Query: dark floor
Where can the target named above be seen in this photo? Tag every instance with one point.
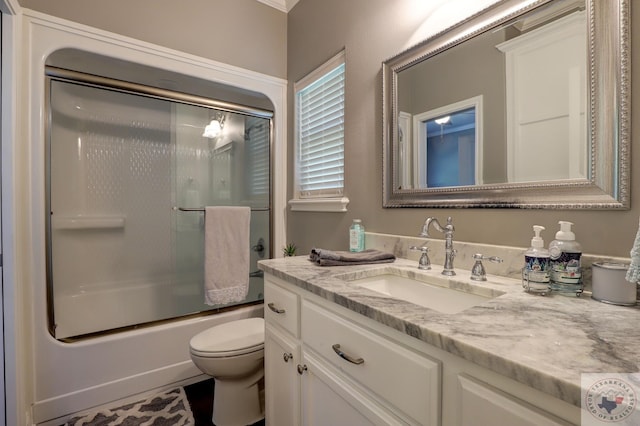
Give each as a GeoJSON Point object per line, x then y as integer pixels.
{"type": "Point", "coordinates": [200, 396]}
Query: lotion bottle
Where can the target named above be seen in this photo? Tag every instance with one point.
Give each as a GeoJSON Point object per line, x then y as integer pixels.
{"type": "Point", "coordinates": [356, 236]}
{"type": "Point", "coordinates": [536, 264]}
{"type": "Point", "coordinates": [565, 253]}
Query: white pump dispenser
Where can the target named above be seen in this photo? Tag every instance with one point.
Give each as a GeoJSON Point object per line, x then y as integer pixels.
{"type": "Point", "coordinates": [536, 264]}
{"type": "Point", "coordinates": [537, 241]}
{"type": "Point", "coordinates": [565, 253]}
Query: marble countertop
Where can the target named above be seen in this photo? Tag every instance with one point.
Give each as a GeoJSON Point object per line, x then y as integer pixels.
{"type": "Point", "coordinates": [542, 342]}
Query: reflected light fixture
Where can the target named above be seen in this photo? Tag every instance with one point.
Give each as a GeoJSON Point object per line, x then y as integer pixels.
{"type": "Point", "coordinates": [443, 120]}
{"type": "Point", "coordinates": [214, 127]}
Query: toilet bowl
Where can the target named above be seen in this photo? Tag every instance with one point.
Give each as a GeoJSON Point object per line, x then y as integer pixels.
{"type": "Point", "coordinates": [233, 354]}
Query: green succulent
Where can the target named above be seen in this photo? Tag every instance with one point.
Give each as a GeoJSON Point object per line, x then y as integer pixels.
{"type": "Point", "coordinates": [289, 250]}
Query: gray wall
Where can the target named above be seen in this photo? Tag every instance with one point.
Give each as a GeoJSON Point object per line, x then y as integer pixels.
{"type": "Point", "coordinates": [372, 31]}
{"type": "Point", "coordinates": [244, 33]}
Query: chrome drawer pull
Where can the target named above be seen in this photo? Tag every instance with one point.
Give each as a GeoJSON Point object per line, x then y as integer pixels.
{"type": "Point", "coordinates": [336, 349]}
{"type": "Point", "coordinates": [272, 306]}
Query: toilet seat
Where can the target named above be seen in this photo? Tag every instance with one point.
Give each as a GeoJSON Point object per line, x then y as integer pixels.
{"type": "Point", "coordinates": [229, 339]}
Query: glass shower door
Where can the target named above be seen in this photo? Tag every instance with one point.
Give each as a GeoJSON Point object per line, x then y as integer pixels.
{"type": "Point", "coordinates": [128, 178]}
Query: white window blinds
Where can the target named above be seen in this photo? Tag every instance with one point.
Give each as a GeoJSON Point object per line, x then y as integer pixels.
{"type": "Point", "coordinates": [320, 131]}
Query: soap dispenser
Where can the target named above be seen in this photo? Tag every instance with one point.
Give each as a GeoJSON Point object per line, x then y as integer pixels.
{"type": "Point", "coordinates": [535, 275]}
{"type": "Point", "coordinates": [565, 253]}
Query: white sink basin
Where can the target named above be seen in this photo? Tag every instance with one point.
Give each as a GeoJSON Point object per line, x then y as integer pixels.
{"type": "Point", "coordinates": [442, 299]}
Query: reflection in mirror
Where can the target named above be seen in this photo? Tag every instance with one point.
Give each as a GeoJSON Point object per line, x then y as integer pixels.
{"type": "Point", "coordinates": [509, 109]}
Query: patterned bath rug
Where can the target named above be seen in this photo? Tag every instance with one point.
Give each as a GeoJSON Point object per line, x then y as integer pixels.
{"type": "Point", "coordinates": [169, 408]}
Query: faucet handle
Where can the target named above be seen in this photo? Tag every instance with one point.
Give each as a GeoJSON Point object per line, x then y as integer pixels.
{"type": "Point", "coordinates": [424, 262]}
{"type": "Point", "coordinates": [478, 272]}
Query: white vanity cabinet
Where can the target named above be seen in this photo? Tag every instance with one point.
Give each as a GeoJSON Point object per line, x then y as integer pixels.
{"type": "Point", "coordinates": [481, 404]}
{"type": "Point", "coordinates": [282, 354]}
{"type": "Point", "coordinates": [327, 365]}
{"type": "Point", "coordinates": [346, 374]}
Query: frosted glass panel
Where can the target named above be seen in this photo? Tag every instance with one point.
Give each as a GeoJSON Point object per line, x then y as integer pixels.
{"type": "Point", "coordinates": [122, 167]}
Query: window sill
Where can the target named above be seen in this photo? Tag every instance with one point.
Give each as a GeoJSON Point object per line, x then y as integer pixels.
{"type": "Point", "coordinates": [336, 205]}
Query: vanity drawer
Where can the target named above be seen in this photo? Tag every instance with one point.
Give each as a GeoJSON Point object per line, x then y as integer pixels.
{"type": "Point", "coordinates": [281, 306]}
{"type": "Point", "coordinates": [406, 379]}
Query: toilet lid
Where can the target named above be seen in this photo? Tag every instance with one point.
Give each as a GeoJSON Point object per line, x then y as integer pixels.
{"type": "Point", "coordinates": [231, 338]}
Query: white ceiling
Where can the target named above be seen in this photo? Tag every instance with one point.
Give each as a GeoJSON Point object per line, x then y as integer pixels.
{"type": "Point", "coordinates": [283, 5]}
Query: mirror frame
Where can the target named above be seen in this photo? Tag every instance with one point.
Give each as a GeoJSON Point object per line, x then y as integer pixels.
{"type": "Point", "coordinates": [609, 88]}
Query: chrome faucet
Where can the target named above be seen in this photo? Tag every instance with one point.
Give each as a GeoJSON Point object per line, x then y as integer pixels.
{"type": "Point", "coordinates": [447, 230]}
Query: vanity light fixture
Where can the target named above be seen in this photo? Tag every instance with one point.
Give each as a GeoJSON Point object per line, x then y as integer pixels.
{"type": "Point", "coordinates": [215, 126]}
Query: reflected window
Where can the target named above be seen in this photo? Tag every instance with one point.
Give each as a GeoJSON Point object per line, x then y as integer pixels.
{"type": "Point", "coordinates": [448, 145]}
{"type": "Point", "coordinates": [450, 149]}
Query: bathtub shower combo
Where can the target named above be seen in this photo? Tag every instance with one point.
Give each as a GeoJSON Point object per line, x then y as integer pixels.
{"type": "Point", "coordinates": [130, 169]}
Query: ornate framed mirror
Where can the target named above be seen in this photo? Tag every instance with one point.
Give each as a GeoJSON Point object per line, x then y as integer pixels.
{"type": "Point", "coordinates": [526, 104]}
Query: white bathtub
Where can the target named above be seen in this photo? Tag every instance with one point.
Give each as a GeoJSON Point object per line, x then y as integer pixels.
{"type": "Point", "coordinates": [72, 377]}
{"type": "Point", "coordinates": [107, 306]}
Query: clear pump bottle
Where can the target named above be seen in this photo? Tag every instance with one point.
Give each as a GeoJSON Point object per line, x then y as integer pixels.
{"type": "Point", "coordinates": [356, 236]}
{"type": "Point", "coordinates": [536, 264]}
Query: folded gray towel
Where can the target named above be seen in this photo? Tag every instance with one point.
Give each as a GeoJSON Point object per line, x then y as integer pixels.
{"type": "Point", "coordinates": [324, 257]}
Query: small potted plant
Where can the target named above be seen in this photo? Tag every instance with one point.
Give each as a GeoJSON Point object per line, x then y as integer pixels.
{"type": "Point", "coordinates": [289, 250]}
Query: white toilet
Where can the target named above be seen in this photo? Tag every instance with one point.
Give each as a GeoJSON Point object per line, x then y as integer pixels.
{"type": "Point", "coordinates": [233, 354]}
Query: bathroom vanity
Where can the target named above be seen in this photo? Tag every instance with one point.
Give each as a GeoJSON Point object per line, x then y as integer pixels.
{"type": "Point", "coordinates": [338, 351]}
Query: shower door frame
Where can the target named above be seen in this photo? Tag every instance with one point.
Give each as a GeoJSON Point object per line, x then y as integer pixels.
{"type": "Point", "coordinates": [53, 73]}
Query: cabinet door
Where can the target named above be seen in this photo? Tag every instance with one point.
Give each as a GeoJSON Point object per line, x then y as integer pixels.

## WHAT TO DO
Work out how many lines in the listing contain "white", then write down that number and nothing else.

## FINISHED TASK
7